### [THE TASK]
Find "the white coffee" in the material, then return exactly the line containing it and all lines after it to the end, leaving out pictures.

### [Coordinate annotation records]

──────────

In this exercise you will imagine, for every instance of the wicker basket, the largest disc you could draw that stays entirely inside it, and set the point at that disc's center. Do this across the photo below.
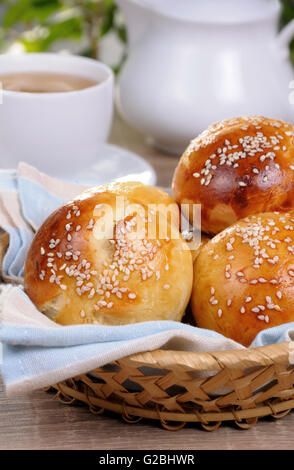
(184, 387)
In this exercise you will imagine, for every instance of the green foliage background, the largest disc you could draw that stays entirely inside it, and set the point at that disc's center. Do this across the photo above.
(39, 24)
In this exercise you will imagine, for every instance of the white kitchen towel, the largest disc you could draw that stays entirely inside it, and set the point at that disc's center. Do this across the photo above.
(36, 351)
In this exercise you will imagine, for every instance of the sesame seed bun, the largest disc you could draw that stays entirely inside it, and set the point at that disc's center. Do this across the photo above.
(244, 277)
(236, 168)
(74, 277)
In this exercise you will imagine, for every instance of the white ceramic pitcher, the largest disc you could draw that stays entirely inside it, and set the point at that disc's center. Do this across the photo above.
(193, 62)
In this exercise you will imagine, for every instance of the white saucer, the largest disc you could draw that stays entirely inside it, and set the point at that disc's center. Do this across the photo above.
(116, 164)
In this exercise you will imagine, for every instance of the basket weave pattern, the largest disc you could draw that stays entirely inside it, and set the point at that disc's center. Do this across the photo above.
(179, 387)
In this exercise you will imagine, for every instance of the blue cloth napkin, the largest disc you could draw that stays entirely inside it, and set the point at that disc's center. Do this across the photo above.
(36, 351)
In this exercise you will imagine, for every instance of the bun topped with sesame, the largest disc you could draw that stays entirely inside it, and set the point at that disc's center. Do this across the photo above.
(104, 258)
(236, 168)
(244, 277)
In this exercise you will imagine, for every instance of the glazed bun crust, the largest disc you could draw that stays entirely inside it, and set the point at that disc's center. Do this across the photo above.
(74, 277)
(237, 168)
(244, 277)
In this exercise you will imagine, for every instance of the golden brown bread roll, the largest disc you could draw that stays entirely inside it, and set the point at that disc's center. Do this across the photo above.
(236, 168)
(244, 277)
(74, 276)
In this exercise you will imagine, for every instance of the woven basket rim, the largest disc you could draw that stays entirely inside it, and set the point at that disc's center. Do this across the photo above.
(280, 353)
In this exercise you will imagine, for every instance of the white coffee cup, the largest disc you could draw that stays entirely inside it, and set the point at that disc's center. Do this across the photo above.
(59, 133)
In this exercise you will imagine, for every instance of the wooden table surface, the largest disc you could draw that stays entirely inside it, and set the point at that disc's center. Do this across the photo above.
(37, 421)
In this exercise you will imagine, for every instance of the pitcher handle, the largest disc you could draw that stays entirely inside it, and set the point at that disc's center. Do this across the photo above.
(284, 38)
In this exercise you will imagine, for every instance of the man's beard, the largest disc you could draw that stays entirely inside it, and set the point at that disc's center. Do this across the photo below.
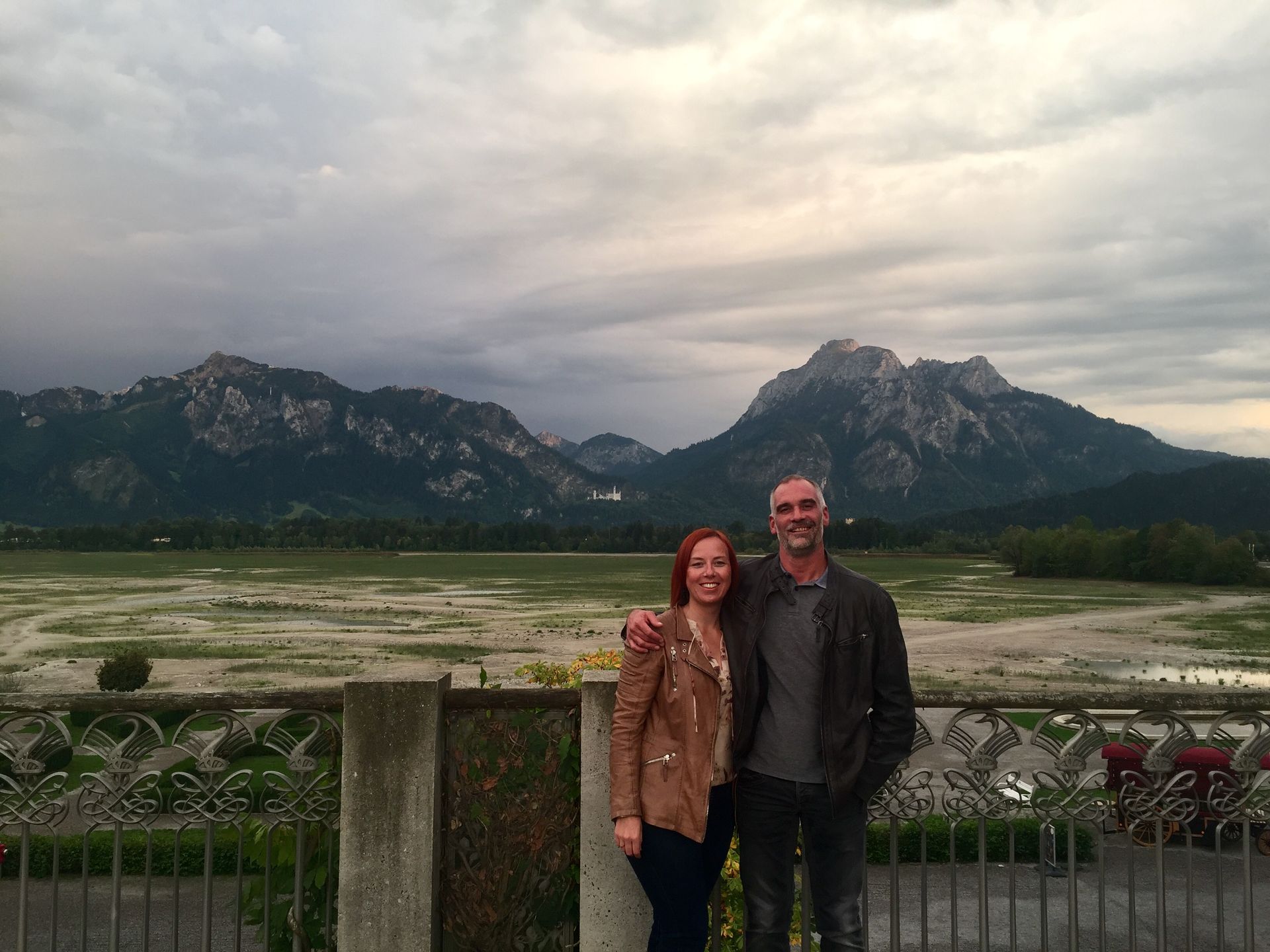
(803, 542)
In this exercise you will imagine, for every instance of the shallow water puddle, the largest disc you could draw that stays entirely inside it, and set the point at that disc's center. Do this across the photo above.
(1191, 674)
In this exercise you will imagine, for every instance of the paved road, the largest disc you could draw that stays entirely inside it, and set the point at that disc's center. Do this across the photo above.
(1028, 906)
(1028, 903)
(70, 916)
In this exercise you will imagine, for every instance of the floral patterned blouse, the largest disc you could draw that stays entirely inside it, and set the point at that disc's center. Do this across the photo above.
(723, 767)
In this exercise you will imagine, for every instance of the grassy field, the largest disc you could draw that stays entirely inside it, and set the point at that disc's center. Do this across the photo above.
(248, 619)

──────────

### [OUTPUT FOR THIS EXERCISE]
In this exercise you will imagine, for every instance of the white coffee cup, the largest disc you could draw that stays entirely inside it, and set the point at that disc's center. Do this across the photo above.
(59, 133)
In this exercise you will imagine, for every instance of the wooden table surface, the largest disc you could draw that stays entirely inside it, and set the point at that disc's center. Do this across the photo above.
(37, 421)
In this exercise you will imagine, for every instance of the pitcher handle, the largest disc you could draw that stays entirely inside it, and set the point at that disc's center. Do this across the photo above.
(284, 38)
In this exercise you will imagine, for every instance of the man's beard, the largest disc you could draw that stays entirely inside it, and set the point at that disc's center. Do this across the photo below.
(803, 542)
In this exercise you will imagine, for every instance of the shallow water puddle, the largest disc you could draw that stays entirely inside it, and set the point at that disc's center. Do this across the photo above.
(1191, 674)
In this exercise you will imagine, for every instance of the paved road, the largest disc you could draw that stays entirely inside it, and set the point at that disc's center. Do this across the photo above.
(1028, 906)
(1028, 903)
(70, 916)
In this exercise you will imagine, for every instance of the floral patterned blouse, the largest disc you could draw that stays entirely inside it, and set the point at that disc's center. Do this across the photo above.
(723, 767)
In this exercise you will imagine, for every instance of the grassy field, the largest disc you could draw that stays entirely inside it, and set the point at that disc's center. Do this across the photo above.
(248, 619)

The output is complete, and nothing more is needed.